##### Listing #####
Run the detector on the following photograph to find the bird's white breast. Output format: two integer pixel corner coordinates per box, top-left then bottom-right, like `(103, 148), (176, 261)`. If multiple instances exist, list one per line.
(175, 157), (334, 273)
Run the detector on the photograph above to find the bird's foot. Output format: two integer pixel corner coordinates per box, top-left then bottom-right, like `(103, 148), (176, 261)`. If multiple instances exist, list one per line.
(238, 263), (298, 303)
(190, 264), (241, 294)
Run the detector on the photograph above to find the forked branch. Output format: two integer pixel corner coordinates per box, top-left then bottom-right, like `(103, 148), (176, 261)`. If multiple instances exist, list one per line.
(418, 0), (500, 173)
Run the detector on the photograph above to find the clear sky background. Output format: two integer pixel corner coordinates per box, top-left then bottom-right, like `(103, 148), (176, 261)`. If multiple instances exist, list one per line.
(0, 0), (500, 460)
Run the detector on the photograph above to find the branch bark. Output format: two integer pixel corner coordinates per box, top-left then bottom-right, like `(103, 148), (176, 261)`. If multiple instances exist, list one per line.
#####
Exercise directions
Rewrite the records above, swapping every instance of "photograph" for "image" and leaving everything else unchanged.

Response
Run the detector on the following image to find the bird's white breast. Output format: two integer pixel corner coordinates per box, top-left then bottom-right, like `(103, 148), (176, 261)`. If multiple instances exist, list one per line.
(175, 157), (334, 273)
Run the detector on the image above to find the bird's foot. Output format: two integer pixel corner coordinates per box, top-left then bottom-right, like `(103, 148), (176, 261)`. If multiple instances exist, list one per line.
(238, 263), (298, 303)
(190, 264), (241, 294)
Run the detector on the image above to find the forked branch. Output format: two integer pixel corner coordinates per box, top-left then bottom-right, like `(103, 148), (176, 261)`. If multiple instances exist, list one per line.
(418, 0), (500, 173)
Run the detector on the image above to find the clear sky background. Output format: two integer pixel corner coordinates per box, top-left then bottom-right, like `(103, 148), (176, 261)`. If multiple instances exist, list one per line.
(0, 0), (500, 460)
Run the detector on the image above to find the branch bark. Output format: two integer pixel corner coordinates per box, top-left then bottom-right, like `(103, 148), (176, 261)`. If multiple instances exist, list one per line.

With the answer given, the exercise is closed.